##### Excerpt #####

Risk Management Comments

Within two years of the patient’s death, the patient’s husband (co-plaintiff), mother (co-plaintiff) and estate (co-plaintiff) filed a lawsuit against our insured FNP, the practice and the collaborating physician who examined the patient. 

The plaintiffs alleged that our insured failed to recognize and assess dangerous signs of infection. The elevated heart rate (136 BPM) and scattered lesions should have prompted the insured to order additional testing (i.e., laboratory or blood work) or send the patient to the ED for evaluation. Plaintiffs’ experts were expected to testify that had the insured sent the patient to the ED on October 1st, she would have survived because time is of the essence with septic infections. 

When the lawsuit was filed, initially the defense experts were supportive of our insured’s actions and stated that they could offer explanations as to the elevated heart rate. They felt that the FNP’s documentation was comprehensive and thorough. However, as the lawsuit progressed, and additional infectious disease and internal medicine experts were retained, there was a great deal of questioning placed on the unexplained elevated heart rate during the visit with the insured, regardless of the presence of a lesion.

#####

• _Work item 1_: In the risk management comments, what heart rate did the patient have?
• _Work item 2_: List the co-plaintiffs named in the risk management comments.
• _Work item 3_: Write the next part of the risk management comments, picking up after their last sentence.

##### Material shown #####

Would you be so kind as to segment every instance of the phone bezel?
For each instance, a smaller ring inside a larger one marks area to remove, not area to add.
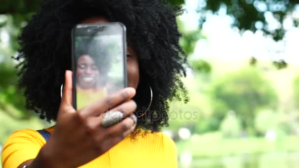
[[[75,54],[75,30],[76,28],[81,28],[80,27],[84,27],[84,28],[96,27],[98,28],[101,26],[120,26],[122,30],[122,32],[120,33],[122,35],[122,42],[123,44],[123,86],[124,88],[127,87],[128,85],[127,77],[127,41],[126,41],[126,28],[125,26],[120,22],[110,22],[105,23],[99,23],[99,24],[80,24],[76,25],[71,31],[71,68],[72,71],[73,71],[72,75],[72,86],[73,86],[73,107],[76,110],[77,110],[77,94],[76,94],[76,72],[75,70],[76,69],[75,67],[77,66],[76,65],[76,56]],[[101,31],[104,32],[105,30],[103,30]],[[91,33],[91,32],[90,32]],[[85,34],[85,35],[88,35],[88,33]]]

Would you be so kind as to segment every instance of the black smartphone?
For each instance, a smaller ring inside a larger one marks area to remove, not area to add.
[[[119,22],[76,25],[72,68],[75,109],[126,87],[125,26]]]

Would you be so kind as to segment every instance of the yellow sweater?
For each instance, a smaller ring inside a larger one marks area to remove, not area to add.
[[[54,128],[46,130],[52,133]],[[129,135],[105,153],[80,168],[177,168],[177,148],[173,140],[162,133],[138,135],[136,142]],[[3,168],[16,168],[35,158],[46,141],[37,132],[17,131],[3,146]]]

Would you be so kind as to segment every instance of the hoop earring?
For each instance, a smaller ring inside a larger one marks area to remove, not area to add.
[[[145,114],[146,113],[147,113],[147,112],[149,111],[149,110],[150,110],[150,105],[151,105],[151,102],[152,101],[152,90],[151,89],[151,87],[150,86],[150,84],[149,84],[149,86],[150,86],[150,104],[149,105],[149,107],[147,109],[146,112],[144,112],[141,115],[139,115],[137,117],[140,117]]]
[[[63,84],[61,84],[61,86],[60,87],[60,96],[62,98],[62,87],[63,87]]]

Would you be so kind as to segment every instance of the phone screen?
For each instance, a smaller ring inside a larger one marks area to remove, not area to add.
[[[82,24],[72,32],[74,106],[81,109],[126,87],[125,27]]]

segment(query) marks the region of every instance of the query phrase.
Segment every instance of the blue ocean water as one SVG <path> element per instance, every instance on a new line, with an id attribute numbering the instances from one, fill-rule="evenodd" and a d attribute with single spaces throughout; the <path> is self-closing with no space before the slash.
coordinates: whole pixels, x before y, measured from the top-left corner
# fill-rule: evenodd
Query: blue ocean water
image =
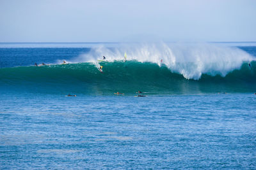
<path id="1" fill-rule="evenodd" d="M 63 45 L 0 45 L 1 169 L 255 169 L 256 46 Z"/>

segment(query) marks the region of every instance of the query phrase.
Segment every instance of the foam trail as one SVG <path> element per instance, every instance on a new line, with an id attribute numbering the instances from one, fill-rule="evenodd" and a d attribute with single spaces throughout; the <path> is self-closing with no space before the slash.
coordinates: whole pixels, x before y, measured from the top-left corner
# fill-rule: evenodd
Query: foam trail
<path id="1" fill-rule="evenodd" d="M 126 44 L 114 48 L 102 45 L 92 48 L 88 53 L 79 56 L 73 62 L 95 62 L 102 59 L 103 55 L 108 61 L 121 60 L 125 53 L 127 60 L 165 65 L 172 72 L 194 80 L 200 79 L 202 74 L 225 76 L 239 69 L 244 62 L 255 60 L 248 53 L 234 46 L 160 43 Z"/>

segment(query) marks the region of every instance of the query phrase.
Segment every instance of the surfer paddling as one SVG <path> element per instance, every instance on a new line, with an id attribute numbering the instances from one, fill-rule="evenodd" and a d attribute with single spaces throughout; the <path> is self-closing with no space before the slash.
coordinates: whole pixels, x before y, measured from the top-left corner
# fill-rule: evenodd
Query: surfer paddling
<path id="1" fill-rule="evenodd" d="M 117 94 L 117 95 L 122 95 L 124 94 L 124 93 L 120 93 L 118 92 L 117 92 L 116 93 L 114 93 L 115 94 Z"/>
<path id="2" fill-rule="evenodd" d="M 143 92 L 141 91 L 138 91 L 138 97 L 146 97 L 147 96 L 144 95 Z"/>
<path id="3" fill-rule="evenodd" d="M 103 66 L 100 66 L 99 67 L 98 67 L 98 69 L 99 71 L 100 71 L 101 73 L 103 73 L 102 67 L 103 67 Z"/>
<path id="4" fill-rule="evenodd" d="M 68 96 L 66 96 L 67 97 L 71 97 L 71 96 L 74 96 L 74 97 L 76 97 L 76 95 L 71 95 L 71 94 L 68 94 Z"/>

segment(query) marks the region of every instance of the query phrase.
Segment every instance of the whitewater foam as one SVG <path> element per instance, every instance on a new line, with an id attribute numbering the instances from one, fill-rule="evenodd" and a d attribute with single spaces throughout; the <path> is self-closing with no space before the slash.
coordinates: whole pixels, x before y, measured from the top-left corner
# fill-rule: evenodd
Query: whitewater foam
<path id="1" fill-rule="evenodd" d="M 159 43 L 124 44 L 113 48 L 100 45 L 68 62 L 97 63 L 103 55 L 108 61 L 122 60 L 125 53 L 127 60 L 165 66 L 173 73 L 182 74 L 186 79 L 194 80 L 200 79 L 202 74 L 225 76 L 239 69 L 243 62 L 255 60 L 246 52 L 234 46 L 207 43 Z"/>

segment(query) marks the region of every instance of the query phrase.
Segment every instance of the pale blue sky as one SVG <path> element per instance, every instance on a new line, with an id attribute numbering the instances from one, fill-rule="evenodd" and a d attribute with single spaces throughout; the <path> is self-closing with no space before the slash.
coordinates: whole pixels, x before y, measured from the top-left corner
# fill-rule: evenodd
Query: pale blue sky
<path id="1" fill-rule="evenodd" d="M 255 41 L 256 0 L 0 0 L 0 42 Z"/>

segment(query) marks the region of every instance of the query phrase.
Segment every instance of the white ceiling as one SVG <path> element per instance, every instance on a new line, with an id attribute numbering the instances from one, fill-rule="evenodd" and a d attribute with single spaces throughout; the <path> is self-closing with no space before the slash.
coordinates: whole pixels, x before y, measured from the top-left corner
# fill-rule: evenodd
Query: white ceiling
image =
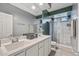
<path id="1" fill-rule="evenodd" d="M 11 5 L 14 5 L 24 11 L 27 11 L 31 13 L 34 16 L 41 15 L 42 10 L 47 9 L 48 12 L 55 11 L 57 9 L 61 9 L 67 6 L 71 6 L 72 3 L 52 3 L 52 7 L 50 8 L 47 3 L 44 3 L 43 5 L 39 5 L 39 3 L 11 3 Z M 35 10 L 32 9 L 32 5 L 36 7 Z"/>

#####

• _Answer space 1_: 136 BPM

• _Answer space 2_: The patient's husband, the patient's mother, and the patient's estate.

• _Answer space 3_:
During the insured’s deposition, she testified that the patient’s heart beat did not trigger the need for further investigation.  When the FNP auscultated the patient’s heart after sitting on the examination table for several minutes, it did not trigger her to think that her heart rate was very rapid or abnormal. The insured did recall noting the heart rate in the healthcare record and speaking with patient about her heartrate during the examination but failed to document that conversation. The insured assumed the 136 BPM rate was inaccurate as the nursing staff had made errors similar to this with other patients. The insured also stated that the heart rate is only one piece of information used to diagnose and that abnormality alone would not have prompted her to order further diagnostic testing. 

Plaintiffs presented equally qualified counter FNP and medical experts. Between the two narratives the plaintiffs and the defense were presenting, the defense felt that there was a high risk that the jury would be swayed by the sympathetic narrative of the untimely death of a young woman. 

The decedent’s mother and husband presented well at their depositions and would make strong and sympathetic witnesses. The patient’s mother was expected to testify to the emotional strain of helping raise her granddaughters after her daughter’s sudden and tragic death. 

The defense experts placed a conservative value for the total, combined verdict for all defendants at approximately $5 million. However, given the patient’s otherwise good health, age, and young children beneficiaries, the defense experts advised that the potential for a defense verdict in favor of the FNP was remote. 


The claim was settled on behalf of our insured FNP for the policy limits prior to a jury trial. The practice and the collaborating physician also settled with the plaintiffs, but the amount of the total settlement is unknown.

Indemnity and legal fees totaled more than $1.1 million
(Monetary amounts represent the payments made solely on behalf of the insured treating nurse practitioner.) 

Risk Control Recommendations 

  • Work in areas that are consistent with licensure, specialty certification, training and experience.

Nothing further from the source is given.